## What this task involves
Repeat exactly, and only, the lines from the one holding "Mark every instance of the shredded" through the last line of the records below.

## Exercise material

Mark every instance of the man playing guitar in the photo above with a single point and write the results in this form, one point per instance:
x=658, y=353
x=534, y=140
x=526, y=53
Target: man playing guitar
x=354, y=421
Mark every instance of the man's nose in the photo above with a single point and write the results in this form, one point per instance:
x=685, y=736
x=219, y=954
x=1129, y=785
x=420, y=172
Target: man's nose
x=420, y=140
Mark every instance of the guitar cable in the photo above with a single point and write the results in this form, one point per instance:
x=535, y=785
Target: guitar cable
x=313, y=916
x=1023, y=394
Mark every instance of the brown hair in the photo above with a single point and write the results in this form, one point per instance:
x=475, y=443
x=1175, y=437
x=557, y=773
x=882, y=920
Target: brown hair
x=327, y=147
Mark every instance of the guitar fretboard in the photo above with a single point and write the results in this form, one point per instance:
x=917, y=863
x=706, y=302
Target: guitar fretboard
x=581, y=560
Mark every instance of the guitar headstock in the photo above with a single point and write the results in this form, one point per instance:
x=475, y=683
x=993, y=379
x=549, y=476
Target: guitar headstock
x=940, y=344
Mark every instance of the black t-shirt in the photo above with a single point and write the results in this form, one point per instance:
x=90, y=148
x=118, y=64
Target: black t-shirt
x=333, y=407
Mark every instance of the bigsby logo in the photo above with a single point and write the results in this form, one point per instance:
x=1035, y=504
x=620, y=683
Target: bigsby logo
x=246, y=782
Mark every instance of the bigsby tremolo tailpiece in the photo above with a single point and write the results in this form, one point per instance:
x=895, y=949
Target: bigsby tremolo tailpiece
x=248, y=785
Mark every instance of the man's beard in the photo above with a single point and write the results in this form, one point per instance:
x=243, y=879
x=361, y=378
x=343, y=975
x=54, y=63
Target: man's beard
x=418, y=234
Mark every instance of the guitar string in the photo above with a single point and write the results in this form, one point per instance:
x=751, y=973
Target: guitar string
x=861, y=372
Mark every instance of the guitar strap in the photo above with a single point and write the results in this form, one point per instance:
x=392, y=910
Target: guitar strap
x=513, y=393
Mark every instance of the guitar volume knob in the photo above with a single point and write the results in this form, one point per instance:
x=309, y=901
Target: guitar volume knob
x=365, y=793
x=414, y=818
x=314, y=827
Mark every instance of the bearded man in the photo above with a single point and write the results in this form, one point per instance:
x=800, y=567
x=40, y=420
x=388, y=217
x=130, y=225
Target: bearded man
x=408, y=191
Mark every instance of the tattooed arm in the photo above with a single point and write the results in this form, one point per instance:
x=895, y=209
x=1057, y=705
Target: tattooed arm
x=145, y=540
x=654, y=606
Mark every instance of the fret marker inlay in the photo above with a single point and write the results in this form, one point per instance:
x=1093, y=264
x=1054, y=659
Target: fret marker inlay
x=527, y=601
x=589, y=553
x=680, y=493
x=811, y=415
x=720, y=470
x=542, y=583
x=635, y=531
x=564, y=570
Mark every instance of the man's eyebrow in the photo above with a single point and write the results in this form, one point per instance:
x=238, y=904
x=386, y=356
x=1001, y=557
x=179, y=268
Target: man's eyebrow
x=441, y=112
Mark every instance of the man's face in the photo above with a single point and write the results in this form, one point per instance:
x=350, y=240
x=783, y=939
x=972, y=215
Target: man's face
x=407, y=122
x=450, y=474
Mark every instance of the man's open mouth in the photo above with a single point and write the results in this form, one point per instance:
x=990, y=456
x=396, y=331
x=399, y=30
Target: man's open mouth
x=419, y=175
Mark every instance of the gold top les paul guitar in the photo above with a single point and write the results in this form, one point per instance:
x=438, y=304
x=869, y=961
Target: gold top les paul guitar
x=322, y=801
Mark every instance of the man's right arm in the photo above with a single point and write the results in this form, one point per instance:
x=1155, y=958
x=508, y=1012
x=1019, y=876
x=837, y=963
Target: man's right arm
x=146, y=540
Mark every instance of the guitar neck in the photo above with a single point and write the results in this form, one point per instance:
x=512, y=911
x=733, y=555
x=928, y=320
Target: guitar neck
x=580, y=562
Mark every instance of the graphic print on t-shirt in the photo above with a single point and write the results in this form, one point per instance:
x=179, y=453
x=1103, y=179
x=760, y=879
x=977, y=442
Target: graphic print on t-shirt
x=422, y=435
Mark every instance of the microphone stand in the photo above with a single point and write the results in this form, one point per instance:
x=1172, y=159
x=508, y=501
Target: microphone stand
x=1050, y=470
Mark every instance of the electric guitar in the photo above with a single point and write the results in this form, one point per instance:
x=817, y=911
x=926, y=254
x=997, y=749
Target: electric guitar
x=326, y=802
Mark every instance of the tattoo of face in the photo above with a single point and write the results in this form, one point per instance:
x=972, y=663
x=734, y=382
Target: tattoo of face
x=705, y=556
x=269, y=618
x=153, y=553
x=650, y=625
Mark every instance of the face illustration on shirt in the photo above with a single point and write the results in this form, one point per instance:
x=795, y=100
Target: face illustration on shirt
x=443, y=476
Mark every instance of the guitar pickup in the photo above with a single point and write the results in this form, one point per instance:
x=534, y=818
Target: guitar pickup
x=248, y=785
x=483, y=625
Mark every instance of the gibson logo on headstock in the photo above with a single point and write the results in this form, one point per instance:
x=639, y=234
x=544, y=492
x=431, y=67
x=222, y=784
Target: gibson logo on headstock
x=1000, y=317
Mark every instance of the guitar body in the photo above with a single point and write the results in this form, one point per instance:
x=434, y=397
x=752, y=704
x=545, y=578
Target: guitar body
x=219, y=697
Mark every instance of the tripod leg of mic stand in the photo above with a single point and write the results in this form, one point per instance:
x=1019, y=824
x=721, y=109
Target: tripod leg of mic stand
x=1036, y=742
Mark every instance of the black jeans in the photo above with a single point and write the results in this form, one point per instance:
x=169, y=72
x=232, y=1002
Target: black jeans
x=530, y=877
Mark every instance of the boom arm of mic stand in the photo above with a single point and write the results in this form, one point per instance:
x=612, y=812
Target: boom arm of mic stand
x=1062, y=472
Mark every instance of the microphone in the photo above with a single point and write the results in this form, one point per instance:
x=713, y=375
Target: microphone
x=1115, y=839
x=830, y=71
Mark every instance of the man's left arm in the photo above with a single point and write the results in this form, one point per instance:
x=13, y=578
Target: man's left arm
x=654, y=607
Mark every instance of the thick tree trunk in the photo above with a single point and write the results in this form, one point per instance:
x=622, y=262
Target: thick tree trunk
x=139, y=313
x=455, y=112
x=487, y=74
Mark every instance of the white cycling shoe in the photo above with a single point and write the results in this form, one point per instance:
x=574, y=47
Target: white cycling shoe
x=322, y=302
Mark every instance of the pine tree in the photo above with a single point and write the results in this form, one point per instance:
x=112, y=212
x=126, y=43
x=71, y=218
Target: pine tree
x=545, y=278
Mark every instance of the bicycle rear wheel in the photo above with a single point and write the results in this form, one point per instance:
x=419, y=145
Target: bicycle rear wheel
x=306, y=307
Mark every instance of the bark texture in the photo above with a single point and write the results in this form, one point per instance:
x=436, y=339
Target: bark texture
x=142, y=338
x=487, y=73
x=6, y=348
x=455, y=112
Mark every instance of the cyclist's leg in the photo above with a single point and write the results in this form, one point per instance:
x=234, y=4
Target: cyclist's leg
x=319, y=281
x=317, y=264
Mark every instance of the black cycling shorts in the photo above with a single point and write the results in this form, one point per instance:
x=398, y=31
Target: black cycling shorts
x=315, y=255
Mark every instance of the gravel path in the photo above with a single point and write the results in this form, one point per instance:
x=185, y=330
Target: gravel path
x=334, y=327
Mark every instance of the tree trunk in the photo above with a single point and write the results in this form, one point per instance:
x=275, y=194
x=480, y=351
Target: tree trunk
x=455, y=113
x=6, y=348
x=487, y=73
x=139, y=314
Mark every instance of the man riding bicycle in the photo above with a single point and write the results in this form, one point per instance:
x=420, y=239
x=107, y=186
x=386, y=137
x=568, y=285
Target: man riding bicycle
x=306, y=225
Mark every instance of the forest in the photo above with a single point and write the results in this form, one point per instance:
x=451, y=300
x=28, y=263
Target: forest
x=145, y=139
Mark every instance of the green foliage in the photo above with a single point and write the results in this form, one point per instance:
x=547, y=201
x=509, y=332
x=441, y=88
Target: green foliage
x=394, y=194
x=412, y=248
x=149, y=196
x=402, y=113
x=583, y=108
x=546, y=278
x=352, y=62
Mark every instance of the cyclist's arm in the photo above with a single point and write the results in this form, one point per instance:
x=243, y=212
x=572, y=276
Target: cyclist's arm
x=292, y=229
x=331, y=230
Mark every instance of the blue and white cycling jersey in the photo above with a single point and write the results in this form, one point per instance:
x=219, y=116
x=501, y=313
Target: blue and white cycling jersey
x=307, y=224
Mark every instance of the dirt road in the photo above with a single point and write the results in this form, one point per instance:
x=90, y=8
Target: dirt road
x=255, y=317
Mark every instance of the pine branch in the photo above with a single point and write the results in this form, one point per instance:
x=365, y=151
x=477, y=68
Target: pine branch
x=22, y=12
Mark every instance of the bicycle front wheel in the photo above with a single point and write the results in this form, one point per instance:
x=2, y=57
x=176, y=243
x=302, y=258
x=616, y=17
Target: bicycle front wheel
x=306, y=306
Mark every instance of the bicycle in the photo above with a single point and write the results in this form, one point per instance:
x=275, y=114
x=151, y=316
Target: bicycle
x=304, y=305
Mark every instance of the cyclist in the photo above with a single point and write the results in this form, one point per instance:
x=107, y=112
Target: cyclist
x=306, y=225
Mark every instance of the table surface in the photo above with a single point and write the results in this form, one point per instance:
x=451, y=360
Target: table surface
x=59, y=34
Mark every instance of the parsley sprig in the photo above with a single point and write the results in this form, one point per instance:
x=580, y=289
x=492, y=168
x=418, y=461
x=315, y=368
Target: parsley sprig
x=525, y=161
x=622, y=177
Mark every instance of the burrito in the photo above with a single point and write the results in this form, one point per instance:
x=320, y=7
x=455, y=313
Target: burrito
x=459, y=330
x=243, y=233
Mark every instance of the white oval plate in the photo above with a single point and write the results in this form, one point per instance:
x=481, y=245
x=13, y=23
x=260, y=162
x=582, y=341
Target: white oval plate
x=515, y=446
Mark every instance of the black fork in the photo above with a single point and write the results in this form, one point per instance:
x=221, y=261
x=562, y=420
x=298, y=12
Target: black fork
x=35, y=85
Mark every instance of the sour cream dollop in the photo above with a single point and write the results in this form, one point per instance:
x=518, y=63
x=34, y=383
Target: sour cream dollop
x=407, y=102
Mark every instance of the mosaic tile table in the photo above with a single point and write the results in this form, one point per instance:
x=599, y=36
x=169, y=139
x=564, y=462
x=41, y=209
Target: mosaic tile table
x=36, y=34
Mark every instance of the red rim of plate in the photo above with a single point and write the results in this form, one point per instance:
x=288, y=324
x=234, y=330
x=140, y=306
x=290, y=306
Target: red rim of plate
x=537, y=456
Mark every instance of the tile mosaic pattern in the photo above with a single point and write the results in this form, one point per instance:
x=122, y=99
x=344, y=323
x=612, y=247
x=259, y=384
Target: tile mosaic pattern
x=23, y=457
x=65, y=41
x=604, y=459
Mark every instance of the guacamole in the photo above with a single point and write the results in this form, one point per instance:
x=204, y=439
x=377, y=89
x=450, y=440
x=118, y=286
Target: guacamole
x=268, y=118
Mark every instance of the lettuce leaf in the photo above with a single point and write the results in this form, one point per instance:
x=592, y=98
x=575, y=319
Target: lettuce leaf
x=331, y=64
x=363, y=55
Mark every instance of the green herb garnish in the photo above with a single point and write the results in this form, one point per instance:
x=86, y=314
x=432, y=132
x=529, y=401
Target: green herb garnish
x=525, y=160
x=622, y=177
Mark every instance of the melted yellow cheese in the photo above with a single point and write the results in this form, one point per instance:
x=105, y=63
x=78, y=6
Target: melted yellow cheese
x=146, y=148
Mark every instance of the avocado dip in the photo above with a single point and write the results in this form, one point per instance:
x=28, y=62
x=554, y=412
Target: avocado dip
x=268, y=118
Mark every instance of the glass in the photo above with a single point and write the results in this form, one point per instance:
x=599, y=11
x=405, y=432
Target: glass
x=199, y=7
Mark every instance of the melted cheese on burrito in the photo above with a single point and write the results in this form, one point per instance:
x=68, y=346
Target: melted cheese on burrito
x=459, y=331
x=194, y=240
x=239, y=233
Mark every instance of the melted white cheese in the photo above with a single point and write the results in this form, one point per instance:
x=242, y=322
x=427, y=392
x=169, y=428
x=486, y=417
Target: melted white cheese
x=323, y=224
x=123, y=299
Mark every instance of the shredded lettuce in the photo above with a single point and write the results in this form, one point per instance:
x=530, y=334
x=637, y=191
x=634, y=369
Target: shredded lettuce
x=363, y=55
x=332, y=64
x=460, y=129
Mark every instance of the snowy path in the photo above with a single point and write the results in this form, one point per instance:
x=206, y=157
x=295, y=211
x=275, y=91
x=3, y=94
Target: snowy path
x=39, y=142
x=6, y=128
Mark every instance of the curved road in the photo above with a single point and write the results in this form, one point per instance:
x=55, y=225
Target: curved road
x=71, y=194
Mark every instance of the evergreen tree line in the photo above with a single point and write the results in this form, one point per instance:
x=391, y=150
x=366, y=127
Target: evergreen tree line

## Exercise answer
Mark every instance of the shredded lettuce in the photo above with a single point and write the results in this form, one point per instance:
x=530, y=334
x=637, y=191
x=634, y=369
Target: shredded lettuce
x=363, y=55
x=332, y=64
x=460, y=129
Mark every instance of the snowy path in the photo above with a single point and write the results in this form, one point per instance:
x=206, y=157
x=295, y=211
x=275, y=91
x=3, y=94
Target: snowy path
x=39, y=142
x=6, y=128
Mark every instance of the curved road in the photo above with a single point and write the results in this form, one point per instance:
x=55, y=225
Target: curved road
x=71, y=194
Mark every instance of the evergreen tree line in the photo above with a single point and write the results in this form, one point per instance:
x=391, y=150
x=366, y=127
Target: evergreen tree line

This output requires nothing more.